Data items
***

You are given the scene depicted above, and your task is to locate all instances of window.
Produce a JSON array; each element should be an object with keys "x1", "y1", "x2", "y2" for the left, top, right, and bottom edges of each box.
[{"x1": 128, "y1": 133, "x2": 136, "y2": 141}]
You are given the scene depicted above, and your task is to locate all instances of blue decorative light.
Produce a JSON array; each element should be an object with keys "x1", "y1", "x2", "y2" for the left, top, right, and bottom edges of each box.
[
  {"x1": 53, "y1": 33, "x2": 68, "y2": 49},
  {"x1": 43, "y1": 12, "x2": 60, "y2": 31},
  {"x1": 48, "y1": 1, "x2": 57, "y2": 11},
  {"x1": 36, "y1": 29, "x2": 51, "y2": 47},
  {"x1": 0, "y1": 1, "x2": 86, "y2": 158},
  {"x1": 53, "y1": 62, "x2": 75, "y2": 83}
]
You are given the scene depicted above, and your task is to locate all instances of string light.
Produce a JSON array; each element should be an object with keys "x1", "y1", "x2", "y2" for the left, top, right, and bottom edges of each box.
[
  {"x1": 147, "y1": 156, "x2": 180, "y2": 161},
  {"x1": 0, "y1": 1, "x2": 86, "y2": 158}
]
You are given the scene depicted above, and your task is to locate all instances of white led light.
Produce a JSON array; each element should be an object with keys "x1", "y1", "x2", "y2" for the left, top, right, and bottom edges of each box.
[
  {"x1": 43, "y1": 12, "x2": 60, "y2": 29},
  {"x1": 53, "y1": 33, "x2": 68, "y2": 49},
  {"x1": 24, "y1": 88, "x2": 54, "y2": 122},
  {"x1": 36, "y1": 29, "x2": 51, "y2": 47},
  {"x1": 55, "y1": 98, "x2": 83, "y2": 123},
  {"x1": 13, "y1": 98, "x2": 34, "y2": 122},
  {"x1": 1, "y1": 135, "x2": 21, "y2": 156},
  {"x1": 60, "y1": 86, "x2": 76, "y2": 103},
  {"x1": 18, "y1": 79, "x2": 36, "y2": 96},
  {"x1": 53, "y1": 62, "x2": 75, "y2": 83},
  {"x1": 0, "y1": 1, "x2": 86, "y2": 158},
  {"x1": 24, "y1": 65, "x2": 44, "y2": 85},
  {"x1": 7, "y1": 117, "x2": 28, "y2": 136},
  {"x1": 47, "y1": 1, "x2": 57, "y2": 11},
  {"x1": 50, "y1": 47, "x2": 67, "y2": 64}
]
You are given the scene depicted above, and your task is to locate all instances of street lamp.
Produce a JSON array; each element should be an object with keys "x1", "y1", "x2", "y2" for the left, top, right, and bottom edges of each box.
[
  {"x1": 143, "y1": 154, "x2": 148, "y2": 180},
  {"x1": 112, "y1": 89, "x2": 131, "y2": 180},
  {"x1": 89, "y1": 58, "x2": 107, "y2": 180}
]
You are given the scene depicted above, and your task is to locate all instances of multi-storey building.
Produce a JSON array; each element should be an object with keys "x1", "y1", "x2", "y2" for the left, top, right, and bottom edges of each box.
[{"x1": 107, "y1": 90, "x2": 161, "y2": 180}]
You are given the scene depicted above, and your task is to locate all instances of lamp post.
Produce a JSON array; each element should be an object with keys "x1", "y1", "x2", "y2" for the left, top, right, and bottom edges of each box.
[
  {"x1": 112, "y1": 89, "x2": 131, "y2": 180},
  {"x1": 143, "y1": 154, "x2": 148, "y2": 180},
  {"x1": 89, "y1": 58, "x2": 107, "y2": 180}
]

***

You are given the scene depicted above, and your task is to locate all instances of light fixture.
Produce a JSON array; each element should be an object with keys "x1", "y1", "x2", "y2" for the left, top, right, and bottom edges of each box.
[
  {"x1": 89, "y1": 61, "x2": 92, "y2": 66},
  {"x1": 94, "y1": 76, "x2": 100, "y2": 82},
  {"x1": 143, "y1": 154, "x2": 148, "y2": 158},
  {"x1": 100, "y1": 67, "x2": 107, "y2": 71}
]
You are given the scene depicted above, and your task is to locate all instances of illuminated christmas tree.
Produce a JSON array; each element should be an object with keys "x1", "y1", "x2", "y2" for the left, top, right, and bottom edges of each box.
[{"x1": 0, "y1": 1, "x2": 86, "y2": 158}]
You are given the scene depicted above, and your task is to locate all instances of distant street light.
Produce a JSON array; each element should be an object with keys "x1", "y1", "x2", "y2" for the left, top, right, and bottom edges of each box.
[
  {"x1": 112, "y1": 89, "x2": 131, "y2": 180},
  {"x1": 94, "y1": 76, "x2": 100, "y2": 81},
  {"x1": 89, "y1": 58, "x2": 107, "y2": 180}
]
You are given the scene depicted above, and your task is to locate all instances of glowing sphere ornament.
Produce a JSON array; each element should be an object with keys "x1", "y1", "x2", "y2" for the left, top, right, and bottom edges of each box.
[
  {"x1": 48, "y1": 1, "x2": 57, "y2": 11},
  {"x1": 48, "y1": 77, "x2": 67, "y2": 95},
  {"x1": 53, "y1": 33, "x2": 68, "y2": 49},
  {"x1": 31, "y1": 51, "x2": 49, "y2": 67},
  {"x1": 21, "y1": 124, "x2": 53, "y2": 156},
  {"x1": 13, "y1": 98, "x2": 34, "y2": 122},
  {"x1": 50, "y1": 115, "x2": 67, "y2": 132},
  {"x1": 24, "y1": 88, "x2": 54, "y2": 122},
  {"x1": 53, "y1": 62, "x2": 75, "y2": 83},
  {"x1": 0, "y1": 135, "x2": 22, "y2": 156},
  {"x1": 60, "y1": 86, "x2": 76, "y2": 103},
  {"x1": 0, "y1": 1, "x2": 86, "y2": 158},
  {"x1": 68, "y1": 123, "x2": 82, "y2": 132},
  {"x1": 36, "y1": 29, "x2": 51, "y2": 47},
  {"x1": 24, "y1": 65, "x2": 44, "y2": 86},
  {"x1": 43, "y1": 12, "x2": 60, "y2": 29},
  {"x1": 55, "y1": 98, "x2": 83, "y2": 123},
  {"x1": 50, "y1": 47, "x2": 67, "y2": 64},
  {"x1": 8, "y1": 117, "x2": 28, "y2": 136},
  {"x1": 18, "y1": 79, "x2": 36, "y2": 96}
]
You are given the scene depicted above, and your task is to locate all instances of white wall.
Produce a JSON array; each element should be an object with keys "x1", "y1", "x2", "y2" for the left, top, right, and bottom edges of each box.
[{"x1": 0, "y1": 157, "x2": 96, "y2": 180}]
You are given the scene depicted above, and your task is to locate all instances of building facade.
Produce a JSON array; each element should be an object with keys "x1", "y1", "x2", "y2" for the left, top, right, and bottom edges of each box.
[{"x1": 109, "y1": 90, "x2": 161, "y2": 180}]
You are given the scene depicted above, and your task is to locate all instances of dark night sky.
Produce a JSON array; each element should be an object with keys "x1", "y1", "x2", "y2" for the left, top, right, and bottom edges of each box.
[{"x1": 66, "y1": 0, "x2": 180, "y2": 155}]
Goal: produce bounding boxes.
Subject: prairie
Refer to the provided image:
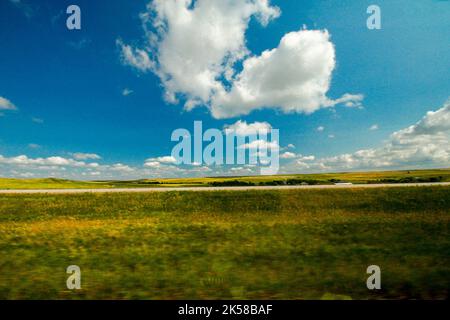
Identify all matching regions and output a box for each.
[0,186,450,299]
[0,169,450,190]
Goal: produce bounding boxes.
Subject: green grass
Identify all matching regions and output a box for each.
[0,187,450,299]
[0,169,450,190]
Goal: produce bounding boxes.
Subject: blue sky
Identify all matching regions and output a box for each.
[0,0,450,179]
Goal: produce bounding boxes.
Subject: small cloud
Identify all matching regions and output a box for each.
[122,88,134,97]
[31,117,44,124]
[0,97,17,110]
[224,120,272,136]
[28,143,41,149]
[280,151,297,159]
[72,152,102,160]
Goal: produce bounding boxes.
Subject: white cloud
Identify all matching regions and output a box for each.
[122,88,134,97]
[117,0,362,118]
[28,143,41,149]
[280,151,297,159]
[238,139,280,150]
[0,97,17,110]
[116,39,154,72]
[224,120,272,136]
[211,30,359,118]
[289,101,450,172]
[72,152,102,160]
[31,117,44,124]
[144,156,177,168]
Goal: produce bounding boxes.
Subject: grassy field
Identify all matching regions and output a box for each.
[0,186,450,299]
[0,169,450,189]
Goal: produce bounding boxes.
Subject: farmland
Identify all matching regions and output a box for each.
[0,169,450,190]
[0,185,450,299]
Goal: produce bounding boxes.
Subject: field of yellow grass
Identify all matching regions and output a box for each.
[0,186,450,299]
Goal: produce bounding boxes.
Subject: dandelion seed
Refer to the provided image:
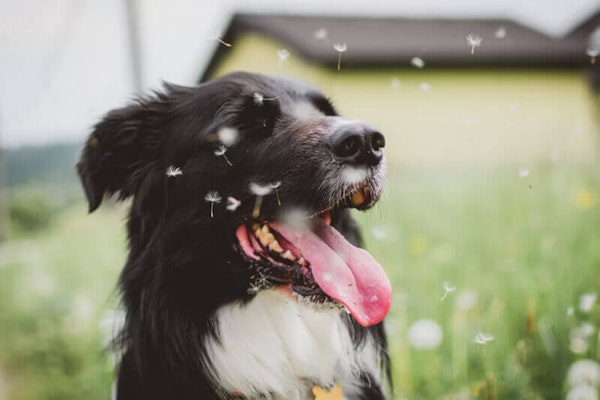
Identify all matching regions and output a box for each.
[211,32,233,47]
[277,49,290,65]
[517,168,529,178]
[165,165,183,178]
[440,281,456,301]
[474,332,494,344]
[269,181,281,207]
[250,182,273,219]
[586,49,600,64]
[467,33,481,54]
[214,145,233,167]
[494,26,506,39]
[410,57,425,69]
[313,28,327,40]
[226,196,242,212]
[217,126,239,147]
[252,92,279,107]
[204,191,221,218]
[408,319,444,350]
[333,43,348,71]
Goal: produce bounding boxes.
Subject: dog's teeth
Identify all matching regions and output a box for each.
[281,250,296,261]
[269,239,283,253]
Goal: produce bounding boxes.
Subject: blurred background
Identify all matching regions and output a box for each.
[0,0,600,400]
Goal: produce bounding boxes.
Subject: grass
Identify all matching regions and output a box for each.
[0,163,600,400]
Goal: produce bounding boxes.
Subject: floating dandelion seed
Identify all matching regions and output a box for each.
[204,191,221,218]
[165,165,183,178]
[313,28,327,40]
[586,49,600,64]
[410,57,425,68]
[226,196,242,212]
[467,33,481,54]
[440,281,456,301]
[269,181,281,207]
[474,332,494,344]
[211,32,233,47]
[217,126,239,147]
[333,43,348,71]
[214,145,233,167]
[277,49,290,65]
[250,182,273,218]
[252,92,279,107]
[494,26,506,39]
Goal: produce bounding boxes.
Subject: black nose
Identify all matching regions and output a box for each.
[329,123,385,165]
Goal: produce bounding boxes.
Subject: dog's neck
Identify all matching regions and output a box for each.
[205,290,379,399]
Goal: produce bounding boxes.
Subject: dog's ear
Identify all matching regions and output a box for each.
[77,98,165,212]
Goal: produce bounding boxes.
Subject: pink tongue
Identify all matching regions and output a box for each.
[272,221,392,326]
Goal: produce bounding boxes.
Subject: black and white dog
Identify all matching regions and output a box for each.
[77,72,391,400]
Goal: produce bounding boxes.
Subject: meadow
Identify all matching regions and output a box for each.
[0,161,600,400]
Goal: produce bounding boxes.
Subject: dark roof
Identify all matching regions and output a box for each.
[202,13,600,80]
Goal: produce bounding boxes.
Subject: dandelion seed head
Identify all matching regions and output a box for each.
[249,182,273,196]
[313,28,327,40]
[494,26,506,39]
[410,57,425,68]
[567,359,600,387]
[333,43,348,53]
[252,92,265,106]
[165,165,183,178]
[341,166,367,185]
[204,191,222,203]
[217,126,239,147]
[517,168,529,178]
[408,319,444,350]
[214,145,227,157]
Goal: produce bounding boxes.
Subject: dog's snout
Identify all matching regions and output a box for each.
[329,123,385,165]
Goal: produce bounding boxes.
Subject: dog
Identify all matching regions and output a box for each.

***

=== AIM ===
Return every line of the data above that contains the string "lamp", treating uppercase and lowercase letters as different.

=== REPLY TO THE EXERCISE ===
You are given the scene depicted above, and your task is to locate all instances of street lamp.
You are given the scene depicted above, and your task is to locate all instances of lamp post.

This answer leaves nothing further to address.